* Data for this task *
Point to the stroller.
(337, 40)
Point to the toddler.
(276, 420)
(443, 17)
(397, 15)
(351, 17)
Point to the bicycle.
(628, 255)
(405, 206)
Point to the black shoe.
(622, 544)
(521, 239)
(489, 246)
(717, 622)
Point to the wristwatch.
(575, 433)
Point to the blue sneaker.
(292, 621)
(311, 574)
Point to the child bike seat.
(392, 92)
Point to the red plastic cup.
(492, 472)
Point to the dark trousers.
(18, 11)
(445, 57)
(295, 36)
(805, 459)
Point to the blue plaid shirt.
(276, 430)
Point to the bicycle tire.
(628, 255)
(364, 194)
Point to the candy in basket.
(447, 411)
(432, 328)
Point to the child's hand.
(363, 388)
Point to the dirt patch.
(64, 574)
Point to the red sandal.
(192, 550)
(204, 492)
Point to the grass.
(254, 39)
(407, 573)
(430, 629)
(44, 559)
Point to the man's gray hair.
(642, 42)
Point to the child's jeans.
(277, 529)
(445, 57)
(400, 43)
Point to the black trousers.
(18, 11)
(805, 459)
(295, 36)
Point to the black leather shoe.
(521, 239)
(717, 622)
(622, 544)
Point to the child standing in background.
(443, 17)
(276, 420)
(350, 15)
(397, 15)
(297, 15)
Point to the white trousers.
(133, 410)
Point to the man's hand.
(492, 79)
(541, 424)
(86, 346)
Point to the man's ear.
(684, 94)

* Problem *
Reproduce all of the lines above, switching "trousers" to "pants" wherever it occurs and changing nothing else.

* Problem solution *
Point to the stroller.
(337, 40)
Point to the toddler.
(276, 420)
(443, 17)
(397, 15)
(351, 17)
Point to the bicycle.
(628, 255)
(405, 206)
Point to the black shoe.
(622, 544)
(521, 239)
(489, 246)
(717, 622)
Point to the wristwatch.
(575, 433)
Point to the blue sneaker.
(292, 621)
(311, 574)
Point to the child bike seat.
(392, 92)
Point to the red plastic cup.
(492, 472)
Point to the dark pants.
(18, 11)
(445, 57)
(295, 36)
(805, 459)
Point to the blue plaid shirt.
(276, 430)
Point to the bicycle tire.
(628, 255)
(364, 194)
Point to the candy in basket.
(447, 411)
(432, 328)
Point to the child's hand.
(363, 388)
Point to the dirt patch.
(64, 574)
Point to the red sandal.
(192, 550)
(204, 492)
Point to the grass.
(254, 39)
(407, 573)
(430, 629)
(44, 559)
Point to the man's gray hair.
(642, 42)
Point to the child's jeans.
(277, 529)
(445, 57)
(400, 43)
Point to the black pants.
(18, 11)
(805, 459)
(295, 36)
Point to the black leather shoe.
(521, 239)
(717, 622)
(622, 544)
Point to the child standing in background.
(443, 17)
(276, 420)
(350, 15)
(397, 15)
(297, 15)
Point to the white pants.
(133, 410)
Point to the man's hand.
(492, 79)
(541, 424)
(86, 346)
Point to the man's ear.
(684, 94)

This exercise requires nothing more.